- [WHAT TO WORK ON]
Repeat the records exactly. Every line must match.
===
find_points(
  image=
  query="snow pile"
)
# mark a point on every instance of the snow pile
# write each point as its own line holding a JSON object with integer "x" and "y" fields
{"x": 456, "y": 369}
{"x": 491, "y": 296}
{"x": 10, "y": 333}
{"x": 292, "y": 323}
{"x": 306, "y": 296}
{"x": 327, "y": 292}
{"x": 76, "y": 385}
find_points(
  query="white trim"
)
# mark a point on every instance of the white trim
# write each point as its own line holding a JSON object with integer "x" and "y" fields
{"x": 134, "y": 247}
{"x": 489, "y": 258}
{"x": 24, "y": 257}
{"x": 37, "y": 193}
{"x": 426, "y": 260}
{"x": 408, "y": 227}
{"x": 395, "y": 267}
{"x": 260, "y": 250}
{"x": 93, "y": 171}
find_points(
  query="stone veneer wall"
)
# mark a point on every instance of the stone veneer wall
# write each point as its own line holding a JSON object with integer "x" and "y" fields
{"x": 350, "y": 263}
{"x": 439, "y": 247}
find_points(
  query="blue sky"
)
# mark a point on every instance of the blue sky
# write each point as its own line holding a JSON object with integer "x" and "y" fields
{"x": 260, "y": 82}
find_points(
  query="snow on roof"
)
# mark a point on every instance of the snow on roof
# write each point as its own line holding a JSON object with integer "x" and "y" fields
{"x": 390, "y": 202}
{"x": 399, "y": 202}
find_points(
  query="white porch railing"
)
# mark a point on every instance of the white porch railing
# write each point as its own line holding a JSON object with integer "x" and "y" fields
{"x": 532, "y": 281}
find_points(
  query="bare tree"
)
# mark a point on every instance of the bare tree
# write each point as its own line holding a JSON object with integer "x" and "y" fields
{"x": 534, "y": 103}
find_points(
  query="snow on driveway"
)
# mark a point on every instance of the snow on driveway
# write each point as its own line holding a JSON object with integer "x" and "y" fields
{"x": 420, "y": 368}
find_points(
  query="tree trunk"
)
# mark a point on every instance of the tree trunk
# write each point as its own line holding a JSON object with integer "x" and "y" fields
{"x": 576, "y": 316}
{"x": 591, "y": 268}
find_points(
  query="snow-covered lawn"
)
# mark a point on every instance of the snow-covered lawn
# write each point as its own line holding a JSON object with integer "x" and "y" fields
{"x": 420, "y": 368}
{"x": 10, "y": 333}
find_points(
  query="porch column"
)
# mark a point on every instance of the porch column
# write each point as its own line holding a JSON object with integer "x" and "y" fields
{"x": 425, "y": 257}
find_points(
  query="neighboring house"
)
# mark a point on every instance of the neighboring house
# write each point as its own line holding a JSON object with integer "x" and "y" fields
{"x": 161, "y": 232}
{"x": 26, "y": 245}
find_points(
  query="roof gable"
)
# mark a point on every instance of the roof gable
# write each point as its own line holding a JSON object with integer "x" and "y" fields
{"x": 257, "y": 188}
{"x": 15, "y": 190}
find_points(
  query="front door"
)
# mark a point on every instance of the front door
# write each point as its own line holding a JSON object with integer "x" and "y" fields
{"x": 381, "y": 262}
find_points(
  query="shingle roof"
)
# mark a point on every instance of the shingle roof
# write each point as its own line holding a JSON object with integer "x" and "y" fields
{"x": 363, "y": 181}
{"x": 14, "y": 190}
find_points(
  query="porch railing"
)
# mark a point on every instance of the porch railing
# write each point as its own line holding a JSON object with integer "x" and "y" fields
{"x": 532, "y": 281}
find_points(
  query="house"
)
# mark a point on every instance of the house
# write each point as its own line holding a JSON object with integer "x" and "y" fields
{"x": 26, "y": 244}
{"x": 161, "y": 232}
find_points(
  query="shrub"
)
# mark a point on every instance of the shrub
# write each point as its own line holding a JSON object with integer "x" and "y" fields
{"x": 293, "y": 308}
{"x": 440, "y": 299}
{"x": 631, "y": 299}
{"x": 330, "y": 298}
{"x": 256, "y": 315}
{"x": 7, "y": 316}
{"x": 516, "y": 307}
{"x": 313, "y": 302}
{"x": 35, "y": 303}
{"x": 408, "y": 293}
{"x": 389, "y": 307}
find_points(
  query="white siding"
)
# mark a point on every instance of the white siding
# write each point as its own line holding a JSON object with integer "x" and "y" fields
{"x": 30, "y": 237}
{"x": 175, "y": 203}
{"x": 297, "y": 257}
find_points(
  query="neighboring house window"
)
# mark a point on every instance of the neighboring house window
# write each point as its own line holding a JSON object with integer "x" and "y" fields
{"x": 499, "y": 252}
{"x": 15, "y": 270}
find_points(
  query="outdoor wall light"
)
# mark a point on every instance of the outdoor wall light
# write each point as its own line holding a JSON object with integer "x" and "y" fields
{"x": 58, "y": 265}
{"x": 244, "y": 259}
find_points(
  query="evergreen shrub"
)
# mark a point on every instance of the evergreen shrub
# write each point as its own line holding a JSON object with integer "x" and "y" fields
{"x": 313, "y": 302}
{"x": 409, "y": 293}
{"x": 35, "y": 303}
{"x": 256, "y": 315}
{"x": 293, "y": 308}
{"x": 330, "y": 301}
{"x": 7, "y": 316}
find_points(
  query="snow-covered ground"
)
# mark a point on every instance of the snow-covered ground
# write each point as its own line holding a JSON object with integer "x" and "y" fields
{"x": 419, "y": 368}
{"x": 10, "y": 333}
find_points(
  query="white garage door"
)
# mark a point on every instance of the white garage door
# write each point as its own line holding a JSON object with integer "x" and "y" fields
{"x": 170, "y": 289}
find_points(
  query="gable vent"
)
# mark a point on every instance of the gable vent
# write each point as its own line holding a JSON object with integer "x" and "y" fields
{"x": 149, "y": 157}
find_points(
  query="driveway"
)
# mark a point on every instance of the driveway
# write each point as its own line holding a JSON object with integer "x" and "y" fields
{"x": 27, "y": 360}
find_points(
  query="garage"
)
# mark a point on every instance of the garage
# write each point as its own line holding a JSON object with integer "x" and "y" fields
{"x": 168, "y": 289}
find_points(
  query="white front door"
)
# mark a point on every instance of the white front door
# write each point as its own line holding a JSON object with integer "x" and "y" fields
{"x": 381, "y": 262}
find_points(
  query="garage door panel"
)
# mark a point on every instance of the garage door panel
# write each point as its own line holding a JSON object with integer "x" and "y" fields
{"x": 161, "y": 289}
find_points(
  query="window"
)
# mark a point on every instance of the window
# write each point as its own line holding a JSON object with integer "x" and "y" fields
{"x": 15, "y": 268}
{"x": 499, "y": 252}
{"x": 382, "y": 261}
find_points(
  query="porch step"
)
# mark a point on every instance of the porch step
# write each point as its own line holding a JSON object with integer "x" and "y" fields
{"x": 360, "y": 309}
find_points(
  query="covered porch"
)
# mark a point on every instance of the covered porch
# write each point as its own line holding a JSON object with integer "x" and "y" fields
===
- [TASK RESPONSE]
find_points(
  image=
  query="snow pile"
)
# mark a point on every instance of the snow pile
# write each point as its own line holding a JSON object with integer "x" and "y" fields
{"x": 456, "y": 369}
{"x": 491, "y": 296}
{"x": 10, "y": 333}
{"x": 292, "y": 323}
{"x": 306, "y": 296}
{"x": 327, "y": 292}
{"x": 76, "y": 385}
find_points(
  query="white trim"
)
# mark a point on every instance of the white trim
# write each point as its own line holding a JSON object with integer "x" and "y" fields
{"x": 134, "y": 247}
{"x": 489, "y": 258}
{"x": 24, "y": 257}
{"x": 37, "y": 193}
{"x": 426, "y": 260}
{"x": 408, "y": 227}
{"x": 395, "y": 267}
{"x": 260, "y": 250}
{"x": 93, "y": 171}
find_points(
  query="stone veneer wall"
)
# mark a point on every instance of the stone veneer wall
# write each point as its own line holding a JSON object with integer "x" and "y" fields
{"x": 350, "y": 263}
{"x": 439, "y": 247}
find_points(
  query="blue sky"
)
# mark a point on every instance of the blue sky
# write each point as its own line holding a JSON object with integer "x" and "y" fields
{"x": 260, "y": 82}
find_points(
  query="snow on roof"
)
# mark a point on every instance of the snow on roof
# write each point as its own line holding a JSON object with integer "x" and "y" fields
{"x": 390, "y": 202}
{"x": 399, "y": 202}
find_points(
  query="white porch railing"
)
# mark a point on every instance of the white porch railing
# write each point as its own line holding a JSON object with integer "x" and "y" fields
{"x": 532, "y": 281}
find_points(
  query="bare tree"
)
# mark a point on every instance of the bare tree
# write each point as its own line holding a JSON object with integer "x" and "y" fields
{"x": 534, "y": 103}
find_points(
  query="snow on driveway"
)
# mark a point on every instance of the snow on driveway
# write each point as its own line holding a JSON object with integer "x" and "y" fields
{"x": 420, "y": 368}
find_points(
  query="tree trunk"
)
# mark a point on every instance of the tree trunk
# write each point as its own line holding a JSON object with integer "x" and "y" fields
{"x": 576, "y": 316}
{"x": 591, "y": 268}
find_points(
  query="snow-covered lawn"
)
# mark a point on every instance of the snow-covered lawn
# write each point as its own line holding a JSON object with integer "x" and "y" fields
{"x": 420, "y": 368}
{"x": 10, "y": 333}
find_points(
  query="porch column"
)
# mark a point on every instance of the porch column
# write each point as its own line holding a JSON object with integer "x" and "y" fields
{"x": 425, "y": 257}
find_points(
  query="neighboring house"
)
# mark a point on every instance of the neighboring house
# write each point as its own line holding a JSON object with integer "x" and "y" fields
{"x": 161, "y": 232}
{"x": 26, "y": 245}
find_points(
  query="roof gable"
)
# mark a point on every instance of the roof gable
# write each point as its own line holding a JSON object with integer "x" and "y" fields
{"x": 257, "y": 188}
{"x": 15, "y": 190}
find_points(
  query="front door"
)
# mark a point on every instance of the front door
# write each point as its own line holding a JSON object with integer "x" and "y" fields
{"x": 381, "y": 262}
find_points(
  query="shingle roof"
)
# mark a point on every instance of the shingle roof
# write each point as its own line holding a JSON object with integer "x" and "y" fields
{"x": 363, "y": 181}
{"x": 14, "y": 190}
find_points(
  query="porch railing"
)
# mark a point on every instance of the porch railing
# write each point as its own line holding a JSON object with integer "x" and "y" fields
{"x": 532, "y": 281}
find_points(
  query="house"
)
# mark a point on every instance of the house
# write each point as its own line holding a JSON object with integer "x" and "y" fields
{"x": 26, "y": 244}
{"x": 161, "y": 232}
find_points(
  query="shrub"
)
# mark a point on every instance of the shrub
# write each point as its own line holding a JSON object with integer "x" and "y" fields
{"x": 293, "y": 308}
{"x": 440, "y": 299}
{"x": 631, "y": 299}
{"x": 330, "y": 298}
{"x": 256, "y": 315}
{"x": 7, "y": 316}
{"x": 516, "y": 307}
{"x": 313, "y": 302}
{"x": 35, "y": 303}
{"x": 408, "y": 293}
{"x": 389, "y": 307}
find_points(
  query="white siding"
)
# mark a point on every instance of the white siding
# write each point as its own line holding a JSON object with integer "x" and "y" fields
{"x": 30, "y": 237}
{"x": 175, "y": 203}
{"x": 297, "y": 257}
find_points(
  query="neighboring house window"
)
# mark a point on every instance of the neighboring house window
# write each point as its own line holding a JSON object with integer "x" and "y" fields
{"x": 499, "y": 252}
{"x": 15, "y": 270}
find_points(
  query="outdoor wall light"
)
# mark a point on every instance of the outdoor wall light
# write each point as its own line holding a JSON object with integer "x" and "y" fields
{"x": 58, "y": 265}
{"x": 244, "y": 259}
find_points(
  query="evergreen shrub"
)
# mark a point on every instance of the evergreen shrub
# write each point as its own line holding a JSON object with integer "x" and "y" fields
{"x": 313, "y": 302}
{"x": 409, "y": 293}
{"x": 35, "y": 303}
{"x": 256, "y": 315}
{"x": 293, "y": 308}
{"x": 330, "y": 301}
{"x": 7, "y": 316}
find_points(
  query="snow-covered ground"
)
# mark a point on every instance of the snow-covered ground
# write each point as its own line holding a JSON object with integer "x" and "y" fields
{"x": 419, "y": 368}
{"x": 10, "y": 333}
find_points(
  query="white garage door"
)
# mark a point on every instance of the white garage door
# write each point as its own line holding a JSON object with integer "x" and "y" fields
{"x": 170, "y": 289}
find_points(
  query="gable vent"
)
# mark a point on every instance of the gable vent
# write each point as its own line holding a JSON object with integer "x" and "y" fields
{"x": 149, "y": 157}
find_points(
  query="driveway"
)
# mark a point on every instance of the driveway
# write each point as its own line holding a JSON object with integer "x" and "y" fields
{"x": 27, "y": 360}
find_points(
  query="garage"
)
# mark a point on every instance of the garage
# write each point as its own line holding a JSON object with integer "x" and "y" fields
{"x": 168, "y": 289}
find_points(
  query="white front door"
)
# mark a point on every instance of the white front door
# write each point as its own line holding a JSON object with integer "x" and "y" fields
{"x": 381, "y": 262}
find_points(
  query="garage door panel"
)
# mark a point on every instance of the garage door panel
# write each point as its own line holding a JSON object with integer "x" and "y" fields
{"x": 161, "y": 289}
find_points(
  query="window"
)
# mark a point on every instance of the window
# write each point as its own line holding a JSON object with integer "x" and "y" fields
{"x": 15, "y": 268}
{"x": 499, "y": 252}
{"x": 382, "y": 261}
find_points(
  query="porch step"
)
# mark a point on every instance of the porch step
# write each point as its own line holding a JSON object with integer "x" and "y" fields
{"x": 360, "y": 309}
find_points(
  query="covered porch"
)
# mark a point on every instance of the covered porch
# write each point as its own line holding a JSON object with integer "x" and "y" fields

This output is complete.